◆ What the exercise asks
Please find every line of the material below that contains the word "decorative" and copy each of those lines.

start

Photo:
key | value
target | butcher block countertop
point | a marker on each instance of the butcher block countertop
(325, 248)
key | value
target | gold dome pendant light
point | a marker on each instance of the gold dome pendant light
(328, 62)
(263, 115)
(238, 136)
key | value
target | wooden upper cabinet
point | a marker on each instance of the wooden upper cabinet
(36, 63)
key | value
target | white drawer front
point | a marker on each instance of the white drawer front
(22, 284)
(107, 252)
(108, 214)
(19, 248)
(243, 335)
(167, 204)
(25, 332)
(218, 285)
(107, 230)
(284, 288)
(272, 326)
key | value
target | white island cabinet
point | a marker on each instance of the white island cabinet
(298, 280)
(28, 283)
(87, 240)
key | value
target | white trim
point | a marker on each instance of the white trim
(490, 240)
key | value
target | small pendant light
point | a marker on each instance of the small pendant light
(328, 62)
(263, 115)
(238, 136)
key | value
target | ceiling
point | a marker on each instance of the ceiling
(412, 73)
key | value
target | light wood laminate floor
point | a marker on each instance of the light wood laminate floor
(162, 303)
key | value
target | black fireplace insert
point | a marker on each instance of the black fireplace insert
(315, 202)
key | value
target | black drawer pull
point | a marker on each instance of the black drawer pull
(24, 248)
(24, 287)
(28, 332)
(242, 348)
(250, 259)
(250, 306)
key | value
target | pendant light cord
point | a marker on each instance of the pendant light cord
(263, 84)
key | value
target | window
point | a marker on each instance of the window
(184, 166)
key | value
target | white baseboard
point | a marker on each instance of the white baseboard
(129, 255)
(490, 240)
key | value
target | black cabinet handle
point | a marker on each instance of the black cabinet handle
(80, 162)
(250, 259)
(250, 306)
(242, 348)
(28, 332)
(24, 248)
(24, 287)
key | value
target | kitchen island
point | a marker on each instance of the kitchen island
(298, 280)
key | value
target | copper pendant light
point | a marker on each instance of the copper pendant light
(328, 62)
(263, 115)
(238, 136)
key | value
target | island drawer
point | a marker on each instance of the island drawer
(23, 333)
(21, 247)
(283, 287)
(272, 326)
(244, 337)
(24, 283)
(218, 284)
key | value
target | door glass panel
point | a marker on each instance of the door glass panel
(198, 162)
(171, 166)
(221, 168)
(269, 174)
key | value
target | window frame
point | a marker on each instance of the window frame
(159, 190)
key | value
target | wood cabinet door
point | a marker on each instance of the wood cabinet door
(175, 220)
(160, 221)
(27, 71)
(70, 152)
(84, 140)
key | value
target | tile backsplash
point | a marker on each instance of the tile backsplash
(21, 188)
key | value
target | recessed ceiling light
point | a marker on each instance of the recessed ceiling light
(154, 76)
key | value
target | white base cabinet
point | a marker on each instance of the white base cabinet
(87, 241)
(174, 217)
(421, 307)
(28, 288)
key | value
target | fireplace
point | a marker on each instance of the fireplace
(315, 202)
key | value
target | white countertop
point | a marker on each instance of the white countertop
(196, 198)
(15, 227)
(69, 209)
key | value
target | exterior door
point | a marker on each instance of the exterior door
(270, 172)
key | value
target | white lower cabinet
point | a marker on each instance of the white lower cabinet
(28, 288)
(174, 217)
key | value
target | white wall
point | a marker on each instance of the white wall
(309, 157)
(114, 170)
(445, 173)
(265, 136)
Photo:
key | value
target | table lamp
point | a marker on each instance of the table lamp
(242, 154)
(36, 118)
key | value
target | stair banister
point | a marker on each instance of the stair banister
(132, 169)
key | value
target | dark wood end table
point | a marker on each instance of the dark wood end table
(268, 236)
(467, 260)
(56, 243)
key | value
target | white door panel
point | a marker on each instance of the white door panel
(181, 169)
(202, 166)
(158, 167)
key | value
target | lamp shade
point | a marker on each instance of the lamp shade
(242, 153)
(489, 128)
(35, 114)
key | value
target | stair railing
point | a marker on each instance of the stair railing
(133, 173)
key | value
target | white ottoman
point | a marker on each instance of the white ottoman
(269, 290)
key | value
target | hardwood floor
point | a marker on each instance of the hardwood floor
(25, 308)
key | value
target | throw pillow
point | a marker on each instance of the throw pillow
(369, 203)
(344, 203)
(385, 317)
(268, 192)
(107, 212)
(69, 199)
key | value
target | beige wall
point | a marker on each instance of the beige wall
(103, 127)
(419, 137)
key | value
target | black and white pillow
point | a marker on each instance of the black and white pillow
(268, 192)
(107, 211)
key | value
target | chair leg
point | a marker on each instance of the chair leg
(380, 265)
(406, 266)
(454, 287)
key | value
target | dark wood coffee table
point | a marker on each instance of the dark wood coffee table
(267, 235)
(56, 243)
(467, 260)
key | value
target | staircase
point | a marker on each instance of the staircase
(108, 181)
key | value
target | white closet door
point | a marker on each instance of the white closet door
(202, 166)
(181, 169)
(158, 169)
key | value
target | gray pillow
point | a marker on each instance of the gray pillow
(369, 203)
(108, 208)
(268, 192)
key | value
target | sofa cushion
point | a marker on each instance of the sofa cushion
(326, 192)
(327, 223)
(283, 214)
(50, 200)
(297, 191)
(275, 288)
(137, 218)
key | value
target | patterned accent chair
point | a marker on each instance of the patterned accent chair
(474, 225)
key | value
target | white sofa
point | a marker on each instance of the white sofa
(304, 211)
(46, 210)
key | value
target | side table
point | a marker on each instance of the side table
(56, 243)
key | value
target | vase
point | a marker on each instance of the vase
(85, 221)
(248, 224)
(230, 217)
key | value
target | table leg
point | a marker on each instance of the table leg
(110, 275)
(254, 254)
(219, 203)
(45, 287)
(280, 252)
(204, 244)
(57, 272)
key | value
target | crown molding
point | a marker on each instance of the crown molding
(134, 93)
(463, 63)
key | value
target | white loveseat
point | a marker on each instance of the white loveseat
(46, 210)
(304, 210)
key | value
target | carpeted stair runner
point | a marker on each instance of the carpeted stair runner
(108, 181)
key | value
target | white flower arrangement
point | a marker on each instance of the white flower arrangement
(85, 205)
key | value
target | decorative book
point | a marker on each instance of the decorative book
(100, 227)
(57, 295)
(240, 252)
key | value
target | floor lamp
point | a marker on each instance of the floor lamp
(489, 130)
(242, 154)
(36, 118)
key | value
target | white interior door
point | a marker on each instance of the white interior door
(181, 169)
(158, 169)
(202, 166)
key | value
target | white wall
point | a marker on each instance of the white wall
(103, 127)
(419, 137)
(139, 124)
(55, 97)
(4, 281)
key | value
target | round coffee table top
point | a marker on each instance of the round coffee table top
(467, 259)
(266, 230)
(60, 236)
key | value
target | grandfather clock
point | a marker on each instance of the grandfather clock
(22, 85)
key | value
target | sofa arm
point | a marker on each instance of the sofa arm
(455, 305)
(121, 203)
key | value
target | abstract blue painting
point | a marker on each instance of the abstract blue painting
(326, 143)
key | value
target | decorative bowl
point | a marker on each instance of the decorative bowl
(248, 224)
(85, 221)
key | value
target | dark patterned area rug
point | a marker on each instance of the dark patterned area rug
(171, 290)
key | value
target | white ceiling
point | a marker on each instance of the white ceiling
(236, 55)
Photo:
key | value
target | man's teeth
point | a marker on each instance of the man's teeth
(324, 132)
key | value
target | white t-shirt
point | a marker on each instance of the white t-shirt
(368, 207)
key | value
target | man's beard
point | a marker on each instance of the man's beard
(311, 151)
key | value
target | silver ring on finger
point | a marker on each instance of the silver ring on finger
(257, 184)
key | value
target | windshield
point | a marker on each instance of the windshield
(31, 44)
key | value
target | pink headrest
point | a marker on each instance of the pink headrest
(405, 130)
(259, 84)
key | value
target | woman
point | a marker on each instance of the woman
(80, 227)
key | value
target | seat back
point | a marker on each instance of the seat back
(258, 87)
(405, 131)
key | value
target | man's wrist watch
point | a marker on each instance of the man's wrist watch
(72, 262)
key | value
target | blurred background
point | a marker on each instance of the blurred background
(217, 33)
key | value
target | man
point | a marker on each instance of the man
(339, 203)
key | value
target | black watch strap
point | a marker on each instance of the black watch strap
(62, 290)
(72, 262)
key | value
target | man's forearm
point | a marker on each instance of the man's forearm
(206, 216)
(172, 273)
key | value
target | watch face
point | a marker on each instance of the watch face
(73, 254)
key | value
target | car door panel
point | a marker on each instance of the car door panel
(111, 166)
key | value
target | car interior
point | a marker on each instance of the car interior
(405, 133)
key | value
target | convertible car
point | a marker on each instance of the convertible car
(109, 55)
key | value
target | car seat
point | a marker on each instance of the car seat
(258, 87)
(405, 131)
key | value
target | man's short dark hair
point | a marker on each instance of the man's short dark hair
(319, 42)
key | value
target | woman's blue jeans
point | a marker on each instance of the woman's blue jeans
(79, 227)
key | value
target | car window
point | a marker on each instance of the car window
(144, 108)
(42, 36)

end

◆ Completed exercise
target | decorative book
point | a marker on each instance of the decorative book
target | decorative bowl
point | a marker on each instance of the decorative bowl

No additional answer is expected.